Turn every line of the listing below into a numbered list, leaving out any blank lines.
## begin Given entries
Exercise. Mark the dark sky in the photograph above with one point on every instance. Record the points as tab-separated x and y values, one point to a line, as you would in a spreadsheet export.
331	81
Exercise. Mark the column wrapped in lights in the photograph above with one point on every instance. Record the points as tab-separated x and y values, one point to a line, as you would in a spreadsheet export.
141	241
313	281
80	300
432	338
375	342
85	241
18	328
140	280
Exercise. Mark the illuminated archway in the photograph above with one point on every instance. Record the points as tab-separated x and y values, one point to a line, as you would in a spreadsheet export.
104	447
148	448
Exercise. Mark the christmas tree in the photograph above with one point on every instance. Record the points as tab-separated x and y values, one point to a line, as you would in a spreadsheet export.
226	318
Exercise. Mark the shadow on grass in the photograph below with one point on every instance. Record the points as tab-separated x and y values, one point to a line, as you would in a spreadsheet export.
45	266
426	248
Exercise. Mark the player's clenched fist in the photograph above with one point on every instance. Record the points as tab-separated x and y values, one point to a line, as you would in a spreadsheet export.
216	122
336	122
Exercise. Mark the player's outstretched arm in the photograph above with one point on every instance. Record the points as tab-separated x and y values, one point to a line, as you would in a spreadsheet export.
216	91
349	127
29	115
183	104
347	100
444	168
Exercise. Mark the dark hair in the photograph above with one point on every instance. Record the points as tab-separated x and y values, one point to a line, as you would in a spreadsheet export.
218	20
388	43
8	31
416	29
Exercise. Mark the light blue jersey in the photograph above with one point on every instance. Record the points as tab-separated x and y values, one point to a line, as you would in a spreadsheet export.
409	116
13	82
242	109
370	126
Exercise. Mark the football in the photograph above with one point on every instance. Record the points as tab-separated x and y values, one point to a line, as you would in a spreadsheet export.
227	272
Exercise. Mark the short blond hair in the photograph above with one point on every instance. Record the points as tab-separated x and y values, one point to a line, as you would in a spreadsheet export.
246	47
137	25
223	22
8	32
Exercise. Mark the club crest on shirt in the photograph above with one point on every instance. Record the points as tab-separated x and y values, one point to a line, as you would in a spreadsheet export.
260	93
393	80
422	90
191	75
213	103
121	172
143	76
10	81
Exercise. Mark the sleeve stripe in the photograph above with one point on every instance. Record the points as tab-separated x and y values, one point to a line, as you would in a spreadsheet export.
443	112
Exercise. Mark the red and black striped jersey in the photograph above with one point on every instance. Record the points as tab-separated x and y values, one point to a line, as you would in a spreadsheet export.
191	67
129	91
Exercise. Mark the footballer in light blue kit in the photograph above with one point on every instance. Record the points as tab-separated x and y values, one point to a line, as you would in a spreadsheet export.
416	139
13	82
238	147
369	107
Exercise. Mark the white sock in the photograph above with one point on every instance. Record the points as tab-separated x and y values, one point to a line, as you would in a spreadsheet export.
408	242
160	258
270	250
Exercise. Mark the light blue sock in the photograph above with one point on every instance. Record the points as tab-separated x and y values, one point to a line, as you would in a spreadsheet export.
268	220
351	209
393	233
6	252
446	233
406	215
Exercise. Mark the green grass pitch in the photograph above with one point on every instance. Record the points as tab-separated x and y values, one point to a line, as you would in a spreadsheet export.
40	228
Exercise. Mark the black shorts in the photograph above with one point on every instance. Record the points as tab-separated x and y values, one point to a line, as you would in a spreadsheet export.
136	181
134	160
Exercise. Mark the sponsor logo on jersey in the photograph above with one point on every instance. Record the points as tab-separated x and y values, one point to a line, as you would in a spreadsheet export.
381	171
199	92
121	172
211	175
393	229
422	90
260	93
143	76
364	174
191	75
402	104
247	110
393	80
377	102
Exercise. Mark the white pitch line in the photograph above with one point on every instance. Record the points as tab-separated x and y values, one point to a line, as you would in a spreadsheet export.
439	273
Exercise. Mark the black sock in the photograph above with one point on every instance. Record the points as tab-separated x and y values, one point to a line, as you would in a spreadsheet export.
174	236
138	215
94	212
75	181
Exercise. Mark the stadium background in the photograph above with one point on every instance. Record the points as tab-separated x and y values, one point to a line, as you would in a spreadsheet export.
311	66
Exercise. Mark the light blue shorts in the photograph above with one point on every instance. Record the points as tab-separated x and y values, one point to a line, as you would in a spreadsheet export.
## end Given entries
Task answer:
1. Exercise. Mark the dark sky in the photograph above with one point on every instance. Record the points as tab-separated x and y values, one point to a line, as you would in a spreadsheet export.
2. 331	81
3. Exercise. Mark the column wrapped in lights in the photograph above with one point on every instance. Record the points as tab-separated x and y values, one point to a line, as you would in a spreadsheet export.
4. 141	241
5. 313	281
6. 80	300
7. 432	338
8. 375	342
9. 85	241
10. 18	328
11. 140	280
12. Exercise. Mark the illuminated archway in the photograph above with one point on every instance. Record the points as tab-separated x and y values, one point to a line, as you would in a spreadsheet export.
13. 104	447
14. 148	448
15. Exercise. Mark the christmas tree in the photograph above with one point on every instance. Record the points as tab-separated x and y values, one point to a line, as you would in a spreadsheet export.
16. 226	318
17. Exercise. Mark the shadow on grass in the photograph below with one point on every instance. Record the points as tab-separated x and y values, one point to a line, as you would in a spreadsheet export.
18. 45	266
19. 426	248
20. Exercise. Mark the player's clenched fist in the photograph above with one point on every instance. Record the points as tab-separated x and y values, one point to a line, as you would in a spreadsheet export.
21. 216	122
22. 336	122
23. Exercise. Mark the player's outstretched arm in the photograph above with one point on every instance. Record the points as tab-separated x and y values, one point to a line, as you would in a spreadsheet export.
24. 216	91
25. 349	127
26. 29	115
27. 183	104
28. 347	100
29. 444	168
30. Exercise. Mark the dark hair in the photograph above with one point on every instance. Record the points as tab-separated x and y values, one point to a line, as you would in a spreadsheet export.
31. 218	20
32. 388	43
33. 8	31
34. 416	29
35. Exercise. Mark the light blue jersey in the photograph above with one point on every instance. Record the points as tab-separated x and y values, one point to a line, as you would in a spreadsheet export.
36. 409	116
37. 13	82
38. 242	109
39. 370	126
40. Exercise. Mark the football in the photograph above with one point on every instance. Record the points as tab-separated x and y values, one point to a line, as you would in a spreadsheet export.
41. 227	272
42. Exercise. Mark the short blond hair in the photograph above with one point on every instance. Record the points as tab-separated x and y values, one point to a line, as you would in a spreadsheet export.
43. 246	47
44. 137	25
45. 223	22
46. 8	32
47. Exercise. Mark the club crest on shirt in the photograph above with one point on every instance. Record the points as tab-separated x and y values, one point to a line, as you would in a spreadsheet export.
48. 260	93
49. 393	80
50. 422	90
51. 191	75
52. 213	103
53. 121	172
54. 143	76
55. 10	81
56. Exercise. Mark the sleeve stripe in the photograph above with one point on every instance. Record the points as tab-separated x and y values, one point to a line, as you would in a spreadsheet export.
57. 443	112
58. Exercise. Mark the red and black striped jersey in the photograph above with one point on every instance. Record the points as tab-separated x and y values, one point to a line, as you would in a spreadsheet export.
59. 191	67
60. 129	91
61. Exercise. Mark the footballer in light blue kit in the photograph above with one point on every instance. Record the points as tab-separated x and y values, one point to a line, as you would in a spreadsheet export.
62. 416	139
63. 13	82
64. 238	147
65. 369	107
66. Exercise. Mark the white sock in the photograph above with one point on every instance. Record the points as tab-separated x and y values, one point to a line, as you would in a spreadsheet export.
67. 408	242
68. 160	258
69. 270	250
70. Exercise. Mark the light blue sock in the photograph above with one point on every instance. Record the points as tab-separated x and y values, one point to a line, as you would in a spreadsheet export.
71. 268	220
72. 351	209
73. 393	233
74. 6	252
75. 446	233
76. 406	215
77. Exercise. Mark the green grass pitch in the photograph above with one point on every instance. Record the points as tab-separated x and y values, one point to a line, as you would in a spreadsheet export.
78. 40	228
79. Exercise. Mark the black shorts in the photograph above with one point on every instance. Record the points as tab-separated x and y values, one point to a line, as you would in a spreadsheet export.
80. 136	181
81. 134	160
82. Exercise. Mark the sponsor logo on jersey in the photograph above with one point on every instance. Record the points as tab-separated x and y values, one point to a line, as you would in a spreadsheet export.
83. 381	171
84. 199	92
85. 121	172
86. 211	175
87. 393	229
88. 422	90
89. 260	93
90. 143	76
91. 364	174
92. 191	75
93. 402	104
94. 247	110
95. 393	80
96. 377	102
97. Exercise. Mark the white pitch line in the photograph above with one point on every instance. Record the points as tab-separated x and y values, one point to a line, as you would in a spreadsheet export.
98. 439	273
99. Exercise. Mark the black sock in the photograph above with one point on every instance. Record the points as tab-separated x and y values, one point to a line, as you would in a spreadsheet export.
100. 174	236
101. 138	215
102. 94	212
103. 75	181
104. Exercise. Mark the stadium background in the photograph above with one point on every instance. Record the points as tab-separated x and y values, one point to a line, as you would in a spreadsheet export.
105. 311	66
106. Exercise. Mark the light blue shorts in the photograph above with one point on every instance. Record the points as tab-separated x and y values, one point to a line, as you would in a spreadsheet export.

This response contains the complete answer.